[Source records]
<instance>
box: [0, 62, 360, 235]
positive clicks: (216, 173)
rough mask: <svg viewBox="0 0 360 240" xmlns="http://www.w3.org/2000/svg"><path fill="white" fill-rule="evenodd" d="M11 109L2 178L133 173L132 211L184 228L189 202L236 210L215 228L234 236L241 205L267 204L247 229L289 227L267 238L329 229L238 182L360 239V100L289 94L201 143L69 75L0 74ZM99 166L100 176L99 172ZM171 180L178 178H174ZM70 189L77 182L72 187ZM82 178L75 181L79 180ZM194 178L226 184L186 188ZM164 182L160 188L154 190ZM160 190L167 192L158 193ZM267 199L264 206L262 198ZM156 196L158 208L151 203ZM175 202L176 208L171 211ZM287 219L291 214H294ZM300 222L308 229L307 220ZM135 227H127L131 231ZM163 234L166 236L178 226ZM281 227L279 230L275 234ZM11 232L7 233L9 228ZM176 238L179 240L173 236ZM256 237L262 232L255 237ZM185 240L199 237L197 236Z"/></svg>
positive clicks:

#### ASSIGNED TASK:
Write out every item above line for line, changing nothing.

#### RESPONSE TO THE EXERCISE:
<instance>
box: [0, 62, 360, 235]
positive clicks: (216, 173)
rough mask: <svg viewBox="0 0 360 240" xmlns="http://www.w3.org/2000/svg"><path fill="white" fill-rule="evenodd" d="M11 109L2 178L133 173L132 211L184 228L189 202L236 210L215 228L234 236L241 205L267 204L247 229L289 227L267 238L329 229L238 182L360 239V100L289 94L201 143L69 75L0 74ZM99 166L100 176L99 172ZM171 180L178 178H174ZM70 189L77 182L72 187ZM82 178L75 181L79 180ZM194 178L226 184L186 188ZM164 182L160 188L154 190ZM160 190L167 192L158 193ZM267 199L264 206L262 198ZM156 196L158 208L151 203ZM175 202L176 208L171 211ZM287 219L291 214H294ZM300 222L308 229L307 220ZM135 227H127L131 231ZM163 234L166 236L178 226ZM281 227L279 230L275 234ZM11 232L7 233L9 228ZM176 238L179 240L173 236ZM256 237L262 232L255 237ZM185 240L199 237L197 236Z"/></svg>
positive clicks:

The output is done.